* **Exercise**: Look below for the line containing "positive clicks: (490, 215)"; from there through the line containing "negative clicks: (543, 215) (484, 243)", both lines included, please set down each line exactly and nothing else.

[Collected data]
┌──

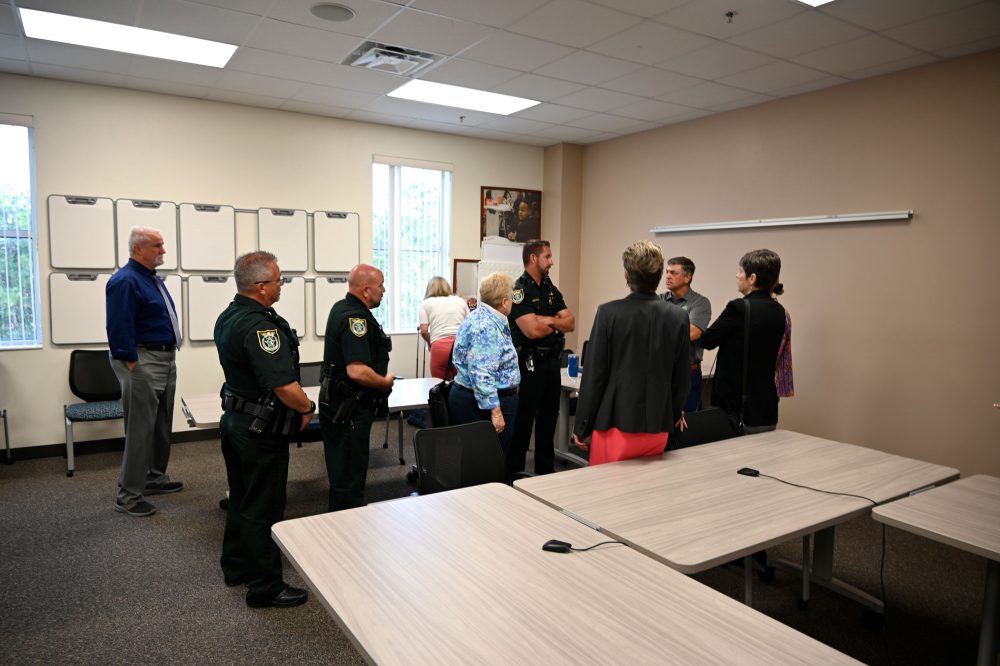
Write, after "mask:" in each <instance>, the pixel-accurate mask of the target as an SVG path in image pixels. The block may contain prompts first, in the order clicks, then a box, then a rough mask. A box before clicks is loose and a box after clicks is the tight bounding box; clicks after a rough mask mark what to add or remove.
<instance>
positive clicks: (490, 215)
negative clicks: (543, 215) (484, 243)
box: [479, 186, 542, 243]
mask: <svg viewBox="0 0 1000 666" xmlns="http://www.w3.org/2000/svg"><path fill="white" fill-rule="evenodd" d="M479 196H480V208H481V211H482V214H481V216H480V222H479V238H480V240H482V239H484V238H487V237H493V236H497V237H500V238H506V239H507V240H509V241H512V242H515V243H524V242H525V241H529V240H533V239H535V238H541V237H542V193H541V192H540V191H539V190H522V189H517V188H514V187H490V186H483V187H481V188H480V193H479Z"/></svg>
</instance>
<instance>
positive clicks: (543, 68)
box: [535, 51, 642, 85]
mask: <svg viewBox="0 0 1000 666" xmlns="http://www.w3.org/2000/svg"><path fill="white" fill-rule="evenodd" d="M641 67H642V66H641V65H637V64H636V63H634V62H628V61H626V60H618V59H616V58H609V57H607V56H602V55H598V54H596V53H590V52H588V51H576V52H574V53H571V54H569V55H568V56H566V57H565V58H560V59H559V60H556V61H555V62H552V63H549V64H548V65H545V66H544V67H539V68H538V69H536V70H535V73H536V74H541V75H543V76H552V77H555V78H557V79H564V80H566V81H574V82H576V83H585V84H589V85H596V84H598V83H603V82H604V81H610V80H611V79H614V78H617V77H619V76H622V75H624V74H628V73H629V72H634V71H636V70H637V69H641Z"/></svg>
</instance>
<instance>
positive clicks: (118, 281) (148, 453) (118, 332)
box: [105, 227, 184, 516]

└──

* **Task response**:
positive clicks: (490, 215)
negative clicks: (543, 215) (484, 243)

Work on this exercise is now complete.